• [Excerpted passage]
=-=-=-=-=

Do you think they might need some recovery time after a season of plays like this?
I’m a huge believer in athletes getting a chance to rest and recover after a season is over. I’ve seen too many times when kids go directly from one season into another season or into hard off-season training. Most often this happens when the kid goes from a school sports season right into a club season. Many times people don’t see the reason for kids to take a break. The reasoning is that the kid is young, they can handle it. Many times they don’t handle it as well as we think that they do. Giving them a break between seasons can help in numerous ways. Why to the kids need a break:
Physically banged up – after a season, an athlete is physically banged up. They have aches, pains, and injuries that they have played through. Before they move into their next season (or heavy training), a short break can help them to heal up these aches and pains. They won’t be able to perform or train at 100% if they don’t get well.
Mentally/emotionally tired – a sports season is also tiring in non-physical ways. Several months of being on the go with practices, games, travel, homework, and everything else can wear on an athlete mentally and emotionally. We often forget all of the stresses that happen during a season. If you have a bad game or practice, it can be hard to just forget about it and move right into doing homework or whatever else you have to do. Just like with adults, “bad days” can go home with kids and affect other areas of their life. Add in the constant emotion of games (and the occasional “team drama” that occurs) and it can wear athletes out (and coaches and parents too).
To enjoy life some – I remember talking to one athlete who played her sport year round. She loved her sport and wanted to get a college scholarship. To accomplish her goal, she played on her high school team as well as several travel teams. She had to ride 1 1/2 hours each way to travel practice twice a week and then play on weekends. Part way through the school year she was exhausted, had numerous aches and pains, and wasn’t having much fun. Look, even pro athletes take a break after the season to spend time with family and friends, travel, and relax. If they can do it, why should we expect younger kids and teens to go year round without a break? Let the kids have a little fun sometimes.

=-=-=-=-=

• [Dataset records]

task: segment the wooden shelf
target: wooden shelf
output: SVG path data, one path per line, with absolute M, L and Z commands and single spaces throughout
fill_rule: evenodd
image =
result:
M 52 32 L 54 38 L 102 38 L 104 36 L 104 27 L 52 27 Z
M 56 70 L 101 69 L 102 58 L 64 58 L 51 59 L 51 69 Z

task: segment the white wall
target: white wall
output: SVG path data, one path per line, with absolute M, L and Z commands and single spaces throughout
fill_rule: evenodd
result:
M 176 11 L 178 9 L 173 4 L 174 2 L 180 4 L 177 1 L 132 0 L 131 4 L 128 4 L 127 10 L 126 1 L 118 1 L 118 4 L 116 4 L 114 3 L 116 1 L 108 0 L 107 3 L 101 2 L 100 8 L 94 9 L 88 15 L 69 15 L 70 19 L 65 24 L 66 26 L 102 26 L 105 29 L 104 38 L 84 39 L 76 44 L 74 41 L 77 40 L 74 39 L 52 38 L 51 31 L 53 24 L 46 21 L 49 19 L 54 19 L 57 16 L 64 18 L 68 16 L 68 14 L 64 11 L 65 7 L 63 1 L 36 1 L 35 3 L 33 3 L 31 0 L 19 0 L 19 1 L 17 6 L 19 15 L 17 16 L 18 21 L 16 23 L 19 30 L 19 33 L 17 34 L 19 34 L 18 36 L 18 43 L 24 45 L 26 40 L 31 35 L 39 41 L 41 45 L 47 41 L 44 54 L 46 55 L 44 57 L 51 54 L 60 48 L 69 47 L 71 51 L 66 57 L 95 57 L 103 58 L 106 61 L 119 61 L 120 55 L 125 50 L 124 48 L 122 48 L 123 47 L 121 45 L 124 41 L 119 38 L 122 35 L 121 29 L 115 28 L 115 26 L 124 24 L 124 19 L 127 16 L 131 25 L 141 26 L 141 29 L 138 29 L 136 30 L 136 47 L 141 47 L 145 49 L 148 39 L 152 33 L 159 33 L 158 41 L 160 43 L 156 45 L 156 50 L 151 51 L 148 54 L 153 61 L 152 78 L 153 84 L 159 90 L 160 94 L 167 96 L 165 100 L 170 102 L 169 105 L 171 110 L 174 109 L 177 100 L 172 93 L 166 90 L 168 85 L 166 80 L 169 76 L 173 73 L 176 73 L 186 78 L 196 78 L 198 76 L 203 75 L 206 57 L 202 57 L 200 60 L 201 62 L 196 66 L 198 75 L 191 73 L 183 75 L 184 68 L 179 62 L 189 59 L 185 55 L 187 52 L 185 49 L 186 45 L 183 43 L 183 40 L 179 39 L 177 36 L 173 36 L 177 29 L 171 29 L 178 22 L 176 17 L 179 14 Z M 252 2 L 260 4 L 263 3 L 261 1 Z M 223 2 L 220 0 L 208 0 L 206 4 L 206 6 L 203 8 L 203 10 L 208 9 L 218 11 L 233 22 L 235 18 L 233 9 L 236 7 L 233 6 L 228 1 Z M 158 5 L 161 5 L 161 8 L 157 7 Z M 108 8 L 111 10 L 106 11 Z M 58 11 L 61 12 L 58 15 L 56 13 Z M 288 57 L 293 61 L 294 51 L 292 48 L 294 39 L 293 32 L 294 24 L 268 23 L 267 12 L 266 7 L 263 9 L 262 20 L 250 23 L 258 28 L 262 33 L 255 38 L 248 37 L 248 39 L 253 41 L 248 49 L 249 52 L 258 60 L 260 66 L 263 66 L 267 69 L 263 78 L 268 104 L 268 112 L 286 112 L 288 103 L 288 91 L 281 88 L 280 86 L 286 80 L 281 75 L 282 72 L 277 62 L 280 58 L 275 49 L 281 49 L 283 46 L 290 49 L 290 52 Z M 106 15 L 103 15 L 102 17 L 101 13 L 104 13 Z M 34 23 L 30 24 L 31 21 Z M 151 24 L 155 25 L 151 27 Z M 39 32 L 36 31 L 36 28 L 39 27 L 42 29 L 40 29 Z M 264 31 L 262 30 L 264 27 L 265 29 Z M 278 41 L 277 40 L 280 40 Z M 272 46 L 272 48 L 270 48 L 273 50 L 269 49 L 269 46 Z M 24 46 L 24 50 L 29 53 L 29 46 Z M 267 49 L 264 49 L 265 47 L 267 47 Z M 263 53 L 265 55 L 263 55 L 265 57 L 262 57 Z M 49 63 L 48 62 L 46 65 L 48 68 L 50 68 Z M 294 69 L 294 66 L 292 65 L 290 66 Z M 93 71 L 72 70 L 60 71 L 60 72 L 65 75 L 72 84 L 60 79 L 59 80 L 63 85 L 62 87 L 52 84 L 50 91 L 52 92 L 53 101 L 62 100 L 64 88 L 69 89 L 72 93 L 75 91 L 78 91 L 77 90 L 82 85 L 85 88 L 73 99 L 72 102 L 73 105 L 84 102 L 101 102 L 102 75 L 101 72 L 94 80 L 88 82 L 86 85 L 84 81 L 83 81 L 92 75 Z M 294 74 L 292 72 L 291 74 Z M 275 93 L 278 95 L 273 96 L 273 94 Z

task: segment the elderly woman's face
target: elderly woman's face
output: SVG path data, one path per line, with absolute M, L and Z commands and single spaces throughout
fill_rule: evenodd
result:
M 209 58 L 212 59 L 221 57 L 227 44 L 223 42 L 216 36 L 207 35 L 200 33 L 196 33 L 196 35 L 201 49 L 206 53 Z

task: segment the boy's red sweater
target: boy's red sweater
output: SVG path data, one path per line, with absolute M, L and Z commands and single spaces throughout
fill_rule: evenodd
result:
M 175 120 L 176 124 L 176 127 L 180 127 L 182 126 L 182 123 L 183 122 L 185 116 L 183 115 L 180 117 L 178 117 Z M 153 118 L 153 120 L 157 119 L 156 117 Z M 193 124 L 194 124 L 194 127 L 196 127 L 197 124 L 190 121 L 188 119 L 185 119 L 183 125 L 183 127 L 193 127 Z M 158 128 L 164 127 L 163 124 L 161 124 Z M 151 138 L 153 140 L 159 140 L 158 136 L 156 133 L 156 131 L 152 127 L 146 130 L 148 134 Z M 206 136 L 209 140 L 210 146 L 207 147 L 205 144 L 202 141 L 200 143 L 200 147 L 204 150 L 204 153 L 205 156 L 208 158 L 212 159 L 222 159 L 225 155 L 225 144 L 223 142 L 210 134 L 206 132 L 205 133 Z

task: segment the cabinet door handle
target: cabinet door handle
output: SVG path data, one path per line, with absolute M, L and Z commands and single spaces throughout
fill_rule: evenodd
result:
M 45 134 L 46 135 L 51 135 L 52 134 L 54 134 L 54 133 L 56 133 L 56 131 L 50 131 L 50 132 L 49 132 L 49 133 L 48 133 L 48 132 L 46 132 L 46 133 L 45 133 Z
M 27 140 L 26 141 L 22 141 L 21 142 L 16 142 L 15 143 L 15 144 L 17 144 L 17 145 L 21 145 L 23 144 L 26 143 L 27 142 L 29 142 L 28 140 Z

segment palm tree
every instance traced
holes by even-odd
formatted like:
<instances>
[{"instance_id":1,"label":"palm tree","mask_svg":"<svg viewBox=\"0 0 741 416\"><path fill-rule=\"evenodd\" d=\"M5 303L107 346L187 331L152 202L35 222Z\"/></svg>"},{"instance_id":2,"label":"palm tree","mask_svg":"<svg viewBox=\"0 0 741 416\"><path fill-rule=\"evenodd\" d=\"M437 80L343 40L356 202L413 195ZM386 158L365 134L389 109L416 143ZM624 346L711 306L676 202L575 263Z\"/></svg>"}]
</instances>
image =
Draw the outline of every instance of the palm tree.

=-=-=-=-=

• [Instructions to follow] Please copy the passage above on rest for young athletes word for word, starting at "Mentally/emotionally tired –" and ending at "and parents too).".

• [Exercise output]
Mentally/emotionally tired – a sports season is also tiring in non-physical ways. Several months of being on the go with practices, games, travel, homework, and everything else can wear on an athlete mentally and emotionally. We often forget all of the stresses that happen during a season. If you have a bad game or practice, it can be hard to just forget about it and move right into doing homework or whatever else you have to do. Just like with adults, “bad days” can go home with kids and affect other areas of their life. Add in the constant emotion of games (and the occasional “team drama” that occurs) and it can wear athletes out (and coaches and parents too).